Problem requirements - According to the essay on Nabokov's characters, why might those characters, "even at their most pervert and delusional," be seen as a direct consequence of pressures? Answer in one to three sentences.

Excerpted passage -
########################################

I've always been intrigued by VN's cruel protagonists, narcisistic perverts, murderers, delusional psychotics,sweet alienated professors, vague dreamers and... his almost voiceless heroines. Contrary to what Nabokov expresses in his interviews and forewords, where he links Art to "Beauty,Tenderness, Compassion," in his novels he repeatedly controls his creatures - and not at all as a merciful deity ( not even in BS, when he intervenes as The Author and brings madness to Krug), but as a totalitarian God, thereby overtly engendering rather monstruous characters. These move in plots that seldom emphasize "beauty."

Nabokov's beauty lies (this is my present opinion) in his sentences, his words, in the promises lurking in his verbal soul, in their suggestive power to engender deeply charged, dreamy mental images in the reader. There is beauty, too, in puzzles and games.
My next point will be even more controversial but, when Nabokov admits that Lolita: " was like the composition of a beautiful puzzle -its composition and its solution at the same time, since one is a mirror view of the other, depending on the way you look," I think he meant something unrelated to regular puzzles directed to his readers: a private investigation, or probings of his own. I read his words about puzzle-solution as an admission about his successful working-through particularly complicated personal issues.

Nabokov's tenderness is expressed by his nostalgia and in his connection to the natural world. He is equally tender towards his parents, Véra, his son. He is tender with defenseless, idealistic or misguided heroes in his fiction. At the same time, his preoccupation with regular "other people", in his novels, as explicited in RLSK, is often the result of discipline, not heartfelt. Nabokov's compassion in his novels is real, but accessible to any suffering reader only after a complicated process, perhaps not yet sufficiently explored without an excess of sentimentality and moral judgements, through his abyssal workings in "Lolita" or "Pale Fire".

As Marina Grishakova observed, world and language are inseparable and "in the broader narratological or semiotic perspective.the text is part of the real world." If true ( I read similar conclusions in Umberto Eco, Deleuze...) what kind of a "real world" would VN be creating? Would he, somehow, be reproducing an already existing social universe inhabited by totally novel incestuous psychos? Would he be creating an entirely newone, an Anti-Terra, an Arcadia with no electricity and time-forks, to be added to "our world" realities?

Perhaps, when Nabokov offers the reader his authorial personae -- that is, names and human faces for his "serial selves" - he is representing these anonymous influences in society by creating a recognizable, although shifting shape, to what remains unperceived and diffuse in a menacing non-literary world. In that way his characters, even at their most pervert and delusional, might be seen as a direct consequence of such pressures. VN's domination would, in a way, be merely a reflection of those invisible forces that take over the destinies of mankind. As he expresses in SO (1964, to A.Toffler):"we shall never know the origin of life, or the meaning of life, or the nature of space and time, or the nature of nature, or the nature of thought." and we too, as readers, are not expected to decypher his solutions or to fully understand his "invented worlds" but recognize, like him, the limitation of our knowledge about otherworldly operations.

########################################

Collected data -
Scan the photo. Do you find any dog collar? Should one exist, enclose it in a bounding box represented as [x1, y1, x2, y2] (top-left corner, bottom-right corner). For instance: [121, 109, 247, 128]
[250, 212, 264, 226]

########################################

The completed task - When Nabokov gives his "serial selves" names and human faces, he may be representing anonymous influences in society. He gives a recognizable, though shifting, shape to what stays unperceived and diffuse in a menacing non-literary world, so his characters can be read as products of those pressures.